Challenge –
Return, word for word, the stretch of the passage on Saturn in Chinese astral practice from "The god Saturn" through "farmlands and levees.".

Document excerpt –
The god Saturn has a palace of black smoke. Sacrifice to him black sesame oil, vegetables, and drinking water. For the coins, use old black ones, and for the vessels use those made of iron. Restrain yourself from excessive intercourse. Saturn is an Imperial Censor. One should do activities related to water and earth. Build up ancestral temples, farmlands and levees.

We again see reference to the color black and sesame oil. Agriculture and waterways are governed by Saturn. Saturn in astrology indicates barrenness and the quelling of passions, hence the admonishment here to refrain from intercourse. Those trying to court influence with the god would maintain celibacy, a Saturnine characteristic. This appears to have been done in China primarily to ease the passage of the planet Saturn when he transited through a critical house within one's natal chart (such as the first or eighth house, which relate to life and death respectively).

I've not observed in Chinese sources any magic of the sort we see in the Picatrix that attempts to capture and manipulate planetary influences through the production of talismans. We might characterize this Chinese astral magic as simply "apotropaic" rather than as a type of sorcery or theurgy, although the aforementioned Daoist text prescribes on a New Moon offering porridge made with sesame oil to destitute people and Daoist clerics, since Saturn governs those who cultivate austere spiritual practices. The text goes on to prohibit harming filial sons and the elderly, and to avoid most merriment, since Saturn relishes sorrow and dislikes music. These sort of practices could be characterized as active cults and moreover supplementary to other endeavors, such as longevity exercises. Saturn governs old age, which is one reason why he was generally disliked in the Hellenistic world, although Daoists in China who sought immortality would have regarded him quite favorably, and indeed this seems to have been the case during the ninth and tenth centuries.

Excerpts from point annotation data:
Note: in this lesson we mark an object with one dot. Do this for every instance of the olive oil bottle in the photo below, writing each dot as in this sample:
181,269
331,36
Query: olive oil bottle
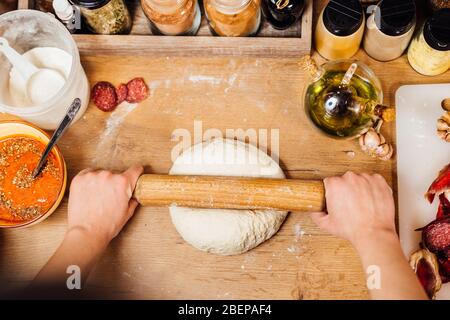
344,110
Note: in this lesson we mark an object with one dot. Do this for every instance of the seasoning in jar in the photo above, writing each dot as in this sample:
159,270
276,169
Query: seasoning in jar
23,198
233,18
281,14
105,16
173,17
429,51
340,29
389,29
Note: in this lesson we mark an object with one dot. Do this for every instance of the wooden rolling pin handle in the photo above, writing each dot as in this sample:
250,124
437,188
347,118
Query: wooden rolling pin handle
216,192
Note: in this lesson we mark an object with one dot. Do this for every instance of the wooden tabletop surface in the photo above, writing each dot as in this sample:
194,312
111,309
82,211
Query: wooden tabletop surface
149,260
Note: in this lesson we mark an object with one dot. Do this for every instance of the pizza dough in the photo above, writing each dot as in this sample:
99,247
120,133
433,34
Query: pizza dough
226,232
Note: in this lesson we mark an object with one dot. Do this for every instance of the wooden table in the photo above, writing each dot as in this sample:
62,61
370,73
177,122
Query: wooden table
149,260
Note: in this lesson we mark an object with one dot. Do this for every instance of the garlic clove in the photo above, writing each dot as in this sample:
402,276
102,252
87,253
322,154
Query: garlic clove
442,125
388,154
372,139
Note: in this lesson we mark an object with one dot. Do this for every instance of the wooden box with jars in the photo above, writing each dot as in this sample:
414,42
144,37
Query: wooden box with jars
263,28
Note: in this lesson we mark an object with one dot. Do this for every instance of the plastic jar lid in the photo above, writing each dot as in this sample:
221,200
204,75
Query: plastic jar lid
343,17
90,4
436,30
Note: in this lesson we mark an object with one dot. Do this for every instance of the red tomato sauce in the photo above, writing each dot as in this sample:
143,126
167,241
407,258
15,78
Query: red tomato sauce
23,198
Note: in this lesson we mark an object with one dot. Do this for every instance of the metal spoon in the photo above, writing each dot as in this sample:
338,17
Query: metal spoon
65,123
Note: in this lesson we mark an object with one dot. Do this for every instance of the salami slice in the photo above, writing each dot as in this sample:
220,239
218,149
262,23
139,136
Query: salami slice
122,92
104,96
436,236
137,90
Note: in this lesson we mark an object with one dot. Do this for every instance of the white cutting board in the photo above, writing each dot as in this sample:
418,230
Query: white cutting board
421,154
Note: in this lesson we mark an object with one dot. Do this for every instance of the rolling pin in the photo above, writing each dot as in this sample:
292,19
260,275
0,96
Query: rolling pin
217,192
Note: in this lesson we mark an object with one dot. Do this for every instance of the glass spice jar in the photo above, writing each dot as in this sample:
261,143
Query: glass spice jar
233,18
173,17
340,29
282,14
429,51
105,16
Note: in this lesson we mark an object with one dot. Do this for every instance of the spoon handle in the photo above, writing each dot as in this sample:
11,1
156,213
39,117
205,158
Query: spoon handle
65,123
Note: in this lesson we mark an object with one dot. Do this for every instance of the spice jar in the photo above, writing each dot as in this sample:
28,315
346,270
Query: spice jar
429,51
340,29
173,17
281,14
389,29
105,16
233,18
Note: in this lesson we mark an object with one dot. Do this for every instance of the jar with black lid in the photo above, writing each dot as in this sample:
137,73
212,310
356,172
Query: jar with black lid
282,14
429,51
389,29
339,29
105,16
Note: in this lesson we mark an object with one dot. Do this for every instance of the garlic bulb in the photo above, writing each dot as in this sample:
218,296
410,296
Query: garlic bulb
443,127
374,144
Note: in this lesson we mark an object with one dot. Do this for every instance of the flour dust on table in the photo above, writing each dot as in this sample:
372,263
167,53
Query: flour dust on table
226,232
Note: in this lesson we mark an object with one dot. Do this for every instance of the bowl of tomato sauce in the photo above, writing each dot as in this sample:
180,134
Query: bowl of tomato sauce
25,201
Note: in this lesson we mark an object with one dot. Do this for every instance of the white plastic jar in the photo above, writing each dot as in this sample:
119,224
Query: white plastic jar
28,29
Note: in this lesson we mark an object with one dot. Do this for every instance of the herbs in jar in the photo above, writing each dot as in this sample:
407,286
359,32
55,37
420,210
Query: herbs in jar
105,16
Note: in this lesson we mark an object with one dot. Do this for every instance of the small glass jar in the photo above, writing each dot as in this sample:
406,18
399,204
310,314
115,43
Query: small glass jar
340,29
105,16
282,14
429,51
389,29
173,17
233,18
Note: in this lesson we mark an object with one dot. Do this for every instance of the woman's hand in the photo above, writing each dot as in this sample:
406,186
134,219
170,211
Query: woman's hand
359,206
100,202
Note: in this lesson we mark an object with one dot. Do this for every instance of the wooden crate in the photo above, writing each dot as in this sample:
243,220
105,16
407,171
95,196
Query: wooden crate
293,42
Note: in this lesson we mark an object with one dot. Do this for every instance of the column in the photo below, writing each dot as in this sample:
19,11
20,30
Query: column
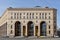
26,31
38,30
34,30
22,30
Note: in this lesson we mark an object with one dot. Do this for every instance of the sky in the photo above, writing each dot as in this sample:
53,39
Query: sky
31,3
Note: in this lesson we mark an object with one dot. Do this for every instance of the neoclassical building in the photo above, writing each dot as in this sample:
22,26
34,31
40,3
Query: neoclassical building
28,22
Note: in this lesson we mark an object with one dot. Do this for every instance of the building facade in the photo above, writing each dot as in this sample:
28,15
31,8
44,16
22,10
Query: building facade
28,22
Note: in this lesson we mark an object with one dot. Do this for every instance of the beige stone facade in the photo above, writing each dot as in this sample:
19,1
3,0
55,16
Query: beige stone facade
28,22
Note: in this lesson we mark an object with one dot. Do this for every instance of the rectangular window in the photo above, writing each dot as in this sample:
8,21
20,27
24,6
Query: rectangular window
49,32
14,15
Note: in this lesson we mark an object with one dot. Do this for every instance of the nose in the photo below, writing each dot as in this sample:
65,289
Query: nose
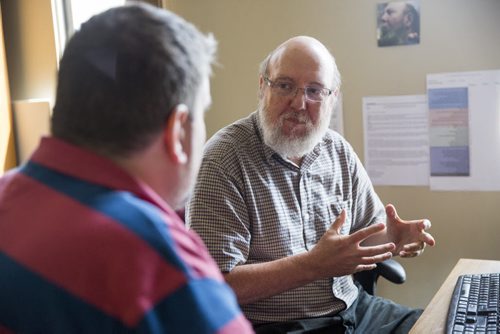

Reply to the task –
The god Saturn has a palace of black smoke. Sacrifice to him black sesame oil, vegetables, and drinking water. For the coins, use old black ones, and for the vessels use those made of iron. Restrain yourself from excessive intercourse. Saturn is an Imperial Censor. One should do activities related to water and earth. Build up ancestral temples, farmlands and levees.